(Recorded data)
------------------------------------
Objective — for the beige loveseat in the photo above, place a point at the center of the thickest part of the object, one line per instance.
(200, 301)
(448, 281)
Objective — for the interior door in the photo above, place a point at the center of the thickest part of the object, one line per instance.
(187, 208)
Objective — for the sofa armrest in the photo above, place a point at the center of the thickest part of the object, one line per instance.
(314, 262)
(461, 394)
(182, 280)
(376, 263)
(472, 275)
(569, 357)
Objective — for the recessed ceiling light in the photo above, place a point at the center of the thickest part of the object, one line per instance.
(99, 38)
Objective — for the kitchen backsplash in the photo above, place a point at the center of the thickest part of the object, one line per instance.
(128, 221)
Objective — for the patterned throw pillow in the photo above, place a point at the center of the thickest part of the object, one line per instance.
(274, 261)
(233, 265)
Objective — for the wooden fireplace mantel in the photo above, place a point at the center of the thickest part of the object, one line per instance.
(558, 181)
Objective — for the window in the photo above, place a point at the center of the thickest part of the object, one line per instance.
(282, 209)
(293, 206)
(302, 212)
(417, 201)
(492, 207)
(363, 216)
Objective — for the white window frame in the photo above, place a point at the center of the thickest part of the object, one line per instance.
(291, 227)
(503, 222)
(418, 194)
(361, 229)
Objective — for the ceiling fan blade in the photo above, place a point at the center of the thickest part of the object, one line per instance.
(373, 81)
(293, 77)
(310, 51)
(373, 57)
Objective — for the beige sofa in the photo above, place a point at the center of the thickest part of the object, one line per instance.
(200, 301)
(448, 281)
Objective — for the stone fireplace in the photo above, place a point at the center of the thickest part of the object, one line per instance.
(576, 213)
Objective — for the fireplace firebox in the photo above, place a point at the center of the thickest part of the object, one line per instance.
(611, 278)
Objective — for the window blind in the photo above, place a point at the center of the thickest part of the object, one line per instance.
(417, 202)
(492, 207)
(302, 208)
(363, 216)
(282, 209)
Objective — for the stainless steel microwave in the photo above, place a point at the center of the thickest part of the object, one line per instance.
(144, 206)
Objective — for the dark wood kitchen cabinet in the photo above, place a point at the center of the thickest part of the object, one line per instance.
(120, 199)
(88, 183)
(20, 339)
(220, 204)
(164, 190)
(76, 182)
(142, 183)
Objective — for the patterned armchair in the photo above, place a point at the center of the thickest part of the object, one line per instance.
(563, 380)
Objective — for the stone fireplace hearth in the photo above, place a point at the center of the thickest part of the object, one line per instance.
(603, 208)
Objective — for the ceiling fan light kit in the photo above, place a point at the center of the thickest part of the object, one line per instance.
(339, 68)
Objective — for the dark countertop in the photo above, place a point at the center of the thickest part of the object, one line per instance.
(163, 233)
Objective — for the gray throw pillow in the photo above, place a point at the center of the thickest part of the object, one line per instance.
------------------------------------
■ Task objective
From the data above, extract every line in its exact form.

■ Solved problem
Objective — for the beige loveseat in the photo above, place a point at the center of the thickest part of the object, one line per instance.
(200, 301)
(448, 281)
Objective — for the interior door in the photo above, place a point at the center of the thickest part of the object, one line per instance.
(187, 208)
Objective — for the sofa armrest in the photo above, place a point at the center of the thickest part of the object, one line per instance.
(314, 262)
(461, 394)
(182, 280)
(376, 263)
(472, 275)
(569, 357)
Objective — for the recessed ceiling light in the photo above, place a point at the center of the thickest part of the object, one line per instance.
(99, 38)
Objective — for the kitchen backsplash in the photo above, place a point at the center of the thickest part of the object, one line per instance.
(128, 221)
Objective — for the patterned throw pillow in the photo above, place a point at the center of the thickest part of the object, one line per instance.
(274, 261)
(233, 265)
Objective — for the wooden fireplace mantel in the photo above, place a point at the center of the thickest part of the object, one line per instance.
(558, 181)
Objective — for the window in the photo above, place a point at the center of the thickest part of the object, one line per instance.
(282, 209)
(293, 206)
(302, 212)
(417, 201)
(492, 207)
(363, 216)
Objective — for the white window frame in the photo above, place a point at the center of the thickest part of the object, one line per instance.
(291, 227)
(503, 222)
(418, 194)
(361, 229)
Objective — for the ceiling fan blade in the photo above, place a point at the center of the thickest part of the object, one line per instance.
(373, 81)
(293, 77)
(310, 51)
(373, 57)
Objective — for the beige sofa in the photo above, place a point at the center of the thickest part of the object, one line per instance.
(200, 301)
(448, 281)
Objective — for the stone fireplace in the photo above, place a point at the center of the thickest part of the object, one line per instance.
(576, 213)
Objective — for the fireplace firebox in the photo above, place a point at the center of the thickest part of the object, one line per instance.
(611, 278)
Objective — for the window blind in the photo above, place a point at the center of the thickest part of the object, one line per instance.
(417, 202)
(492, 207)
(302, 208)
(363, 216)
(282, 209)
Objective — for the stainless steel microwave in the photo above, place a point at the center of the thickest part of the object, one line per instance.
(144, 206)
Objective — for the dark wood kitchen cabinet in the photo above, place a point at the center of the thickest part of the object, one line per instance.
(120, 199)
(88, 183)
(20, 339)
(220, 204)
(164, 190)
(76, 182)
(142, 183)
Objective — for the patterned armchair in the photo above, place a point at the center of the thickest part of the object, one line per instance.
(563, 380)
Objective — for the stone fireplace hearth in the photo above, place a point at the center of the thickest part of the object, one line per instance.
(603, 208)
Objective — for the ceiling fan light kit in the photo above, place a point at the center of the thickest part of the object, one line per instance.
(339, 68)
Objective — for the dark countertop in the photo above, place a point at the center of the thickest part of the object, one line per instance.
(163, 233)
Objective — for the gray throw pillow in the photo above, place a point at the center of the thickest part of the object, one line per instance.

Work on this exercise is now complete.